═══ SELECTED PASSAGE

Chemotherapy-induced cognitive impairment in women with breast cancer: a critique of the literature.

Department of Physiological Nursing, University of California, San Francisco, CA, USA.
Oncology Nursing Forum (Impact Factor: 1.91). 04/2005; 32(2):329-42. DOI: 10.1188/05.ONF.329-342
Source: PubMed

ABSTRACT To review and critique the studies that have investigated chemotherapy-induced impairments in cognitive function in women with breast cancer.
Published research articles and textbooks.
Although studies of breast cancer survivors have found chemotherapy-induced impairments in multiple domains of cognitive function, they are beset with conceptual and methodologic problems. Findings regarding cognitive deficits in women with breast cancer who currently are receiving chemotherapy are even less clear.
Although data from published studies suggest that chemotherapy-induced impairments in cognitive function do occur in some women with breast cancer, differences in time since treatment, chemotherapy regimen, menopausal status, and neuropsychological tests used limit comparisons among the various studies. Further studies need to be done before definitive conclusions can be made.
The potential for chemotherapy-induced impairments in cognitive function may influence patients' ability to give informed consent, identify treatment toxicities, learn self-care measures, and perform self-care behaviors.

══════

- **PARTS OF THE EXERCISE**
A. Write out the stretch of the chemotherapy abstract from "Although data from" through "can be made.".
B. In the chemotherapy abstract, which differences among the studies limit comparisons between them?

═══ RECORDS PROVIDED

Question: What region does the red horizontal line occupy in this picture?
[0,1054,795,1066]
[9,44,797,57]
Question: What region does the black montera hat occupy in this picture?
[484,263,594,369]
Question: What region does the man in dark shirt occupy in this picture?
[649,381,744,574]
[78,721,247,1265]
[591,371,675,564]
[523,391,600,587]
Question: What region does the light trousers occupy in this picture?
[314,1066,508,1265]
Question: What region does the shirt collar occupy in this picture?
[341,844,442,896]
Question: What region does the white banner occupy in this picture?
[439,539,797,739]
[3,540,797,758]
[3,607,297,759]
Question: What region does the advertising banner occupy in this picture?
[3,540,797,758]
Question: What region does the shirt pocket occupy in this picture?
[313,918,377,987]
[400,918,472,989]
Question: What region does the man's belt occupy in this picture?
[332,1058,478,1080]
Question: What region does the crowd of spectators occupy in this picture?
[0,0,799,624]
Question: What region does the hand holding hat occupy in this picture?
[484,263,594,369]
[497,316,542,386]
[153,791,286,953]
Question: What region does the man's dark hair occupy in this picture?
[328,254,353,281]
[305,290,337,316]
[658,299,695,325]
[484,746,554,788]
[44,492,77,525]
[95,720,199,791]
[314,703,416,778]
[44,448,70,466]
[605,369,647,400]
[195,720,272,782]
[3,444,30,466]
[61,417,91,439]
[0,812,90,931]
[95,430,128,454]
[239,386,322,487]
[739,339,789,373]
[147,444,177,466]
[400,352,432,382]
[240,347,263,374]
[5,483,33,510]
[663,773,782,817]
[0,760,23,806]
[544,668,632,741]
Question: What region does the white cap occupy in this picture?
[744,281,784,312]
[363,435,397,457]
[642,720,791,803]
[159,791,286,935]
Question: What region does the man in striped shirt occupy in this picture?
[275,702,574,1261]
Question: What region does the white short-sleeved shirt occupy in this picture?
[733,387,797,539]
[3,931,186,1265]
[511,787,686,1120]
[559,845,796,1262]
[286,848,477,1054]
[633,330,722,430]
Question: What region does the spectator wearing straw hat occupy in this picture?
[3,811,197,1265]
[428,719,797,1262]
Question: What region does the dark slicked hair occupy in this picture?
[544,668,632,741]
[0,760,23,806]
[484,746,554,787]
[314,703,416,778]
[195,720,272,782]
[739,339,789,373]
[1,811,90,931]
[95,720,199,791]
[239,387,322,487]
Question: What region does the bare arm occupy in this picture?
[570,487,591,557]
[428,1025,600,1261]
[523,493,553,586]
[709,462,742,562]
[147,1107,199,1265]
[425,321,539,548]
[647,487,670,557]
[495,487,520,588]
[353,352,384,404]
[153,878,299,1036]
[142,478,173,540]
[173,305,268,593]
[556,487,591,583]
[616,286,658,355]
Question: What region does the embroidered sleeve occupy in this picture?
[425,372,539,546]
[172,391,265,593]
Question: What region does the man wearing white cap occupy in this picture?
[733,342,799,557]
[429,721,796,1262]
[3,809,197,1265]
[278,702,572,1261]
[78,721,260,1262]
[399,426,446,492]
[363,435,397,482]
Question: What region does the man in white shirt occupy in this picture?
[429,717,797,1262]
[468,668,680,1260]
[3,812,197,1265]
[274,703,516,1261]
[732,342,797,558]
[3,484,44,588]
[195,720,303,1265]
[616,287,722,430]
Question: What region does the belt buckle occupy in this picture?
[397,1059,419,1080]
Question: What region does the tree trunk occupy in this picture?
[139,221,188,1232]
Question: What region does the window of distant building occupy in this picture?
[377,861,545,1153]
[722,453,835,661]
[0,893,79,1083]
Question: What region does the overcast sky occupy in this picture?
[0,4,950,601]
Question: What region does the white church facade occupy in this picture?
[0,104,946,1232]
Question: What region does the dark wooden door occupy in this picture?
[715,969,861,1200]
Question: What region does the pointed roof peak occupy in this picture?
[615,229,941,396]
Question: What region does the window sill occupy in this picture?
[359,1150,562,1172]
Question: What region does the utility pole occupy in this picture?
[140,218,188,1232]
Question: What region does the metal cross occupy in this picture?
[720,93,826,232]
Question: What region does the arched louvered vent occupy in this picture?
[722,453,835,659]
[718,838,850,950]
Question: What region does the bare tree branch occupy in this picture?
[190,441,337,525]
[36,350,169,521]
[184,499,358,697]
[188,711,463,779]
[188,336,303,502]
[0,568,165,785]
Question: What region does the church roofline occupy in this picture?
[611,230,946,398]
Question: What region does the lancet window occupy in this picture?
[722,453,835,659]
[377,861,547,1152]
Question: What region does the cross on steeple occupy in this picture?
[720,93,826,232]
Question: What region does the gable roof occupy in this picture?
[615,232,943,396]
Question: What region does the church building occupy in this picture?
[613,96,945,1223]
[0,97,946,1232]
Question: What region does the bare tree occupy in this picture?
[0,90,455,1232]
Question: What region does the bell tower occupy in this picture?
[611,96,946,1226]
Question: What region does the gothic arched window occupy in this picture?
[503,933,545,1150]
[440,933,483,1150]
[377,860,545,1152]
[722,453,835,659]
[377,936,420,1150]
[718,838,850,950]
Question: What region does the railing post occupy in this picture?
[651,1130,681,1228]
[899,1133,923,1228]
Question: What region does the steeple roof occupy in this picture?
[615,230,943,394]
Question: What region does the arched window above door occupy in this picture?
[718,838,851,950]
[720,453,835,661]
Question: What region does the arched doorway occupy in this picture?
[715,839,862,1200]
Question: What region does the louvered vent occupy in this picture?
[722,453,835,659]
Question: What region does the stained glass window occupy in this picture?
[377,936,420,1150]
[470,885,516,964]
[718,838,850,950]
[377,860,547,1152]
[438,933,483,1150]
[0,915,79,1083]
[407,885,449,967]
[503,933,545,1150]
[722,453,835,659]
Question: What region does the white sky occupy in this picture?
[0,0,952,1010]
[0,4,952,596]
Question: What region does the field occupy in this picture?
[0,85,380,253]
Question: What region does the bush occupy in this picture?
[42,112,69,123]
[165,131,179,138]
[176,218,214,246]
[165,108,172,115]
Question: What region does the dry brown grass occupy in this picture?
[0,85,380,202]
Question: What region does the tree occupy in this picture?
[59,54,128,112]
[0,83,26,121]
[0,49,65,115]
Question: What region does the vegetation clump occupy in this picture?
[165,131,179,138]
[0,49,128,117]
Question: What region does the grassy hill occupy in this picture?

══════

- **SET OF ANSWERS**
A.
Although data from published studies suggest that chemotherapy-induced impairments in cognitive function do occur in some women with breast cancer, differences in time since treatment, chemotherapy regimen, menopausal status, and neuropsychological tests used limit comparisons among the various studies. Further studies need to be done before definitive conclusions can be made.

B. Differences in time since treatment, chemotherapy regimen, menopausal status, and neuropsychological tests used.